— Start DATA —

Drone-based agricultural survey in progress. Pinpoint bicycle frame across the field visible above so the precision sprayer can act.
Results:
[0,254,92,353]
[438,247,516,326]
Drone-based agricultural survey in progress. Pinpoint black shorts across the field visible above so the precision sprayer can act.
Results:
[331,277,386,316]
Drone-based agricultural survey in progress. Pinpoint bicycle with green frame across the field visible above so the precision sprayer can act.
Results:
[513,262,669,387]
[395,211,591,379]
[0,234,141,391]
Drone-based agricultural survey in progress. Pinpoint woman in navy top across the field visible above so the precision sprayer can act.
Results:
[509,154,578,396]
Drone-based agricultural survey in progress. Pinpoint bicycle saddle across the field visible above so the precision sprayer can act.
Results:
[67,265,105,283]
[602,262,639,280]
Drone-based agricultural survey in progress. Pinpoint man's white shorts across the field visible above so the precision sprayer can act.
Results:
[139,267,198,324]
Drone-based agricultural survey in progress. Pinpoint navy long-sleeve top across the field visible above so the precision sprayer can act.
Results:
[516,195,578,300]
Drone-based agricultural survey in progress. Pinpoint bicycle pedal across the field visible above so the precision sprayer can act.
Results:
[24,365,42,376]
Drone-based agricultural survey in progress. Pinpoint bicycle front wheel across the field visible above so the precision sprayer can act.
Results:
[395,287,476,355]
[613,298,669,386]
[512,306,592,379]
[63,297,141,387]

— End DATA —

*EXERCISE INSTRUCTIONS*.
Print all of the lines above again, word for word, with nothing changed.

*OUTPUT BELOW*.
Drone-based agricultural survey in progress. Pinpoint bicycle frame across the field visible above so the precision sprayer can act.
Results:
[0,254,92,353]
[438,247,516,326]
Drone-based agricultural survey in progress. Pinpoint black shorts across the field visible above so the precision sprayer can act.
Results:
[331,277,386,316]
Drone-based agricultural survey in progress. Pinpoint bicycle with green frame across the field visible above so the precision sprayer can act.
Results:
[513,262,669,387]
[395,211,591,379]
[0,234,141,391]
Drone-based agricultural survey in progress. Pinpoint woman in navy top across the field visible above so the precision sprayer can act.
Results:
[509,154,578,396]
Drone-based agricultural survey in progress. Pinpoint bicycle saddle across the field visible above so the precision sprayer can act.
Results:
[67,265,105,283]
[602,262,639,280]
Drone-based agricultural survey in progress. Pinpoint man's white shorts across the field visible above so the precision sprayer can act.
Results:
[139,267,198,324]
Drone-based agricultural survey in progress. Pinpoint navy long-sleeve top across the field visible above so the precision sprayer can act.
Results:
[516,195,578,300]
Drone-based agricultural survey in progress. Pinpoint bicycle pedal across the field visible above so the precision sprayer can act.
Results:
[24,365,42,376]
Drone-based agricultural survey in progress. Pinpoint bicycle front wheel across the field visible above so the precision sprayer can act.
Results:
[395,287,476,355]
[613,298,669,386]
[512,306,592,379]
[63,297,141,387]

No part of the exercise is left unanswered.